**Reading text**

Overseas adventures such as the wars in Afghanistan and Iraq do not usually, and need not, lead to widespread suspension of civil liberties at home. By declaring an open-ended 'war on terror', Bush pulled off the semantic trick of making it possible to justify permanent repressive administrative measures and legislation by disguising these as the requirements of a 'wartime' emergency. At the same time he endorsed the perpetrators' own crazy perceptions that they were leading a religious 'war'. There is no reason for the rest of us to accept either al-Qaida's or the US Administration's self-serving and inflammatory misdefinitions of what is going on.
By the standards of other countries in the mid-19th century, Lincoln's regime appears to have been quite liberal, despite the serious threat that it faced. In contrast, the Bush Administration is a striking example of how repressive policies can be justified by exaggerating threats. Many other regimes, facing violent insurgencies, more dangerous to them than al-Qaida is to the US, are encouraged to persist with their human rights violations when they see the US casually erasing the values that it so frequently trumpets.

**Material provided**
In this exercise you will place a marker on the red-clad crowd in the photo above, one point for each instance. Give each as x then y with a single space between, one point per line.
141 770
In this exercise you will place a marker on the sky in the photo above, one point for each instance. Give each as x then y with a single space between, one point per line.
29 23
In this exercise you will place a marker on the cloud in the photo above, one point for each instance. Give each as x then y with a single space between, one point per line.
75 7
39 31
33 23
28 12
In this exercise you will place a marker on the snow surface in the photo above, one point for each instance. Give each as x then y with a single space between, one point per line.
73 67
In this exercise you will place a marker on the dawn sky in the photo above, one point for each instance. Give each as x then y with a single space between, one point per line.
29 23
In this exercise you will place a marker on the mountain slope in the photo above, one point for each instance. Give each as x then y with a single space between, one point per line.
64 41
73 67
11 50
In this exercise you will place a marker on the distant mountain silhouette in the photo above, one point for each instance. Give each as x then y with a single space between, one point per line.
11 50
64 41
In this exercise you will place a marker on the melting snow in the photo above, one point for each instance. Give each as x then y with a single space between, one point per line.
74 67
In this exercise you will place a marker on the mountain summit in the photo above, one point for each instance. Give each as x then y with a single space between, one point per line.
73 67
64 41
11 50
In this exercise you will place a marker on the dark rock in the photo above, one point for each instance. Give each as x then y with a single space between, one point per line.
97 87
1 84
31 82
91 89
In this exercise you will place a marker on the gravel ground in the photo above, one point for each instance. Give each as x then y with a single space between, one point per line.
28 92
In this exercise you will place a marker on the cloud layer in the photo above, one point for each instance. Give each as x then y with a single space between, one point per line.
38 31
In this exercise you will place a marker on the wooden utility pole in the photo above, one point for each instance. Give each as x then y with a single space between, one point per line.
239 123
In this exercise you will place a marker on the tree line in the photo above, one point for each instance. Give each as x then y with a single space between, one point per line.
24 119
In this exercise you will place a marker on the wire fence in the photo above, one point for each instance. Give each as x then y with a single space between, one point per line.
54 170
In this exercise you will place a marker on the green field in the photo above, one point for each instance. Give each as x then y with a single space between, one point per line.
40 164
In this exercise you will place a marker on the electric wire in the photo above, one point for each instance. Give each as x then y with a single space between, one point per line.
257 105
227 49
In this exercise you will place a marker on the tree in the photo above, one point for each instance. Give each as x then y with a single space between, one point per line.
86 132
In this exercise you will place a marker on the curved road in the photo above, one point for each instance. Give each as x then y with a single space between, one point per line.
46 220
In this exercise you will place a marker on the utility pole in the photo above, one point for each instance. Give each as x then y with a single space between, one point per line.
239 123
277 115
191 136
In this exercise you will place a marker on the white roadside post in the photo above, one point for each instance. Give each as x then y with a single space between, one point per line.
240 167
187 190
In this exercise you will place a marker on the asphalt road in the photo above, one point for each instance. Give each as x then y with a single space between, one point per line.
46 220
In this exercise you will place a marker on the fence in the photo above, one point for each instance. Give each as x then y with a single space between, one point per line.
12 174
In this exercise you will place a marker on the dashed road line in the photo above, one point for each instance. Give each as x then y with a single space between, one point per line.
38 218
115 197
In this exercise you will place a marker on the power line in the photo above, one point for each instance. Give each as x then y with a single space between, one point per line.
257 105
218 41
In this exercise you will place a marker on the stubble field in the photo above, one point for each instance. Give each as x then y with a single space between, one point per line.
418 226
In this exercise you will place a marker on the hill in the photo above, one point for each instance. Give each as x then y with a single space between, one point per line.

**Given exercise 1**
List every word or phrase that the text about the war on terror puts in single quotation marks.
**Given exercise 2**
Carry the text about the war on terror further, picking up after its final sentence.
The material that comes after the text about the war on terror is separate from it.

**Response 1**
'war on terror', 'wartime', 'war'

**Response 2**
Thomas Smith
Basle
From Peter Connolly
What should matter most is that Lincoln, born among racist Jacksonian Democrats on the Kentucky frontier, nonetheless became an opponent of slavery; that he was elected President on an anti-slavery platform which inspired the secession of seven Southern states; that he refused to compromise with those states or the four states that subsequently joined them; that he waged implacable war on what was then called the Slave Power; that he issued the Emancipation Proclamation and refused to retreat from it even when it appeared the war might be lost and he would not be re-elected in 1864; that he enlisted black soldiers, pushed through Congress the 13th Amendment abolishing slavery in 1865, and towards the end of his life was moving towards supporting black suffrage.